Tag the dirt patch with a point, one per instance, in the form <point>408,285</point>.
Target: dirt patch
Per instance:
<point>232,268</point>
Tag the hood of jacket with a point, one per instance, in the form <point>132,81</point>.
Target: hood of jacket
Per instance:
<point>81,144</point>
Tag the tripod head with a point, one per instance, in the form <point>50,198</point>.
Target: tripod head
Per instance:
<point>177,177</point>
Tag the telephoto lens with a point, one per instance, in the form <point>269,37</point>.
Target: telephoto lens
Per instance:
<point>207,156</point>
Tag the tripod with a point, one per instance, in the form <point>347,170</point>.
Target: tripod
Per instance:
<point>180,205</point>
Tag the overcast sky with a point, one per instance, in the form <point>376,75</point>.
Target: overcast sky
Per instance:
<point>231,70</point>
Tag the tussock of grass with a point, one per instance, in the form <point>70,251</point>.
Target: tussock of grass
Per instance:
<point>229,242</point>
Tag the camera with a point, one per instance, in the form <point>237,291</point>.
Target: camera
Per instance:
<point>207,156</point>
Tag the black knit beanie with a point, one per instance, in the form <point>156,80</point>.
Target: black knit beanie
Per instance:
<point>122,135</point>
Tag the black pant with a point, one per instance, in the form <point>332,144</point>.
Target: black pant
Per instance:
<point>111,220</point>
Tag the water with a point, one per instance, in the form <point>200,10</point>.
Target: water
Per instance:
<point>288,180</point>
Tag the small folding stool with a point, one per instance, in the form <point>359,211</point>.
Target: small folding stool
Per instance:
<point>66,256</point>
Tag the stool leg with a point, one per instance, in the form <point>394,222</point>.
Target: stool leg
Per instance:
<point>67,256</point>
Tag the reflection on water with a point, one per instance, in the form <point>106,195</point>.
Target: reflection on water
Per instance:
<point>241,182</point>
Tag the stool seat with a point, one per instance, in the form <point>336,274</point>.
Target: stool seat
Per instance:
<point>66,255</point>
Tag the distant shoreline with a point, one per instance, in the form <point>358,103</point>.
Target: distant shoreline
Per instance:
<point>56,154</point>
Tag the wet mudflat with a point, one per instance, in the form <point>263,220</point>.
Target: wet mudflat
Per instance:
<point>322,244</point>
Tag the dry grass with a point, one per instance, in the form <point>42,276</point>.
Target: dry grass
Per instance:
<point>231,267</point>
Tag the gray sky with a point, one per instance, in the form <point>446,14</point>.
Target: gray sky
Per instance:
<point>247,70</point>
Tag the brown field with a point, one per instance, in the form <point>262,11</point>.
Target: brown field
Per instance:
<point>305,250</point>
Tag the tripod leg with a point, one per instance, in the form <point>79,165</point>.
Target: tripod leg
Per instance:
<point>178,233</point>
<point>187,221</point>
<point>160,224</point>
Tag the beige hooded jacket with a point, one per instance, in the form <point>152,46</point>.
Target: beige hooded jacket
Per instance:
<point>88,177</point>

______________________________

_Aim_.
Copy out all of the data above, substituting "Object" for every occurrence of "Target" and leaving everything else unchanged.

_Answer_.
Tag the dirt patch with a point, one per instance, in the form <point>408,285</point>.
Object: dirt patch
Per instance:
<point>232,268</point>
Tag the hood of jacket with a point, one per instance, in the form <point>132,81</point>.
Object: hood of jacket
Per instance:
<point>81,144</point>
Tag the tripod head with a point, one per instance, in the form <point>50,198</point>.
Object: tripod head
Per instance:
<point>177,177</point>
Tag the telephoto lens with a point, one per instance, in the form <point>269,37</point>.
Object: telephoto lens
Per instance:
<point>207,156</point>
Tag the tripod with a point, one per instance, in the form <point>347,170</point>.
Object: tripod
Per instance:
<point>180,205</point>
Tag the overcast sky with a point, one per instance, in the form <point>376,75</point>.
Object: overcast sky
Per instance:
<point>231,70</point>
Tag the tussock of grass with a point, one per instance, in the form <point>70,251</point>.
Object: tussock of grass
Per instance:
<point>229,242</point>
Tag the camera with a point, one per instance, in the form <point>237,291</point>.
Object: camera
Per instance:
<point>207,156</point>
Tag the black knit beanie with a point, one per instance, in the form <point>156,80</point>.
Object: black knit beanie
Per instance:
<point>122,135</point>
Tag the black pant with a point, one per instance, in the form <point>332,144</point>.
Object: black pant
Per instance:
<point>111,220</point>
Tag the water with a point, one per instance, in the form <point>200,10</point>.
Object: water
Per instance:
<point>288,180</point>
Tag the small folding stool with a point, one per instance, in the form <point>359,211</point>.
Object: small folding stool
Per instance:
<point>66,256</point>
Tag the stool leg with a point, one per instance, in the form <point>394,222</point>.
Object: stool leg
Per instance:
<point>67,256</point>
Tag the reflection on water with a point, one per instance, in the form <point>106,195</point>.
Object: reflection on water
Per instance:
<point>241,182</point>
Tag the stool seat with a point, one per instance, in the form <point>336,274</point>.
Object: stool seat
Per instance:
<point>66,255</point>
Tag the distant shoreline with a point, one per instance, in the form <point>358,103</point>.
Object: distant shoreline
Per instance:
<point>56,154</point>
Tag the wet mudflat with a point, one per instance, in the form <point>263,220</point>.
Object: wet mudflat
Per instance:
<point>322,244</point>
Tag the dry grass with a point, one per instance, in the form <point>42,276</point>.
Object: dry grass
Per instance:
<point>231,267</point>
Tag the gray sky with a point, one per instance, in the form <point>446,14</point>.
Object: gray sky
Per instance:
<point>247,70</point>
Tag the brown field with a point, one per instance, in the form <point>262,11</point>.
Object: brown field
Per instance:
<point>305,250</point>
Tag the tripod leg with a point, one per instance, in the form <point>79,165</point>.
Object: tripod leg
Per instance:
<point>178,233</point>
<point>187,221</point>
<point>160,224</point>
Tag the beige hooded jacket with a point, one per instance, in the form <point>152,46</point>.
Object: beige hooded jacket
Per instance:
<point>88,177</point>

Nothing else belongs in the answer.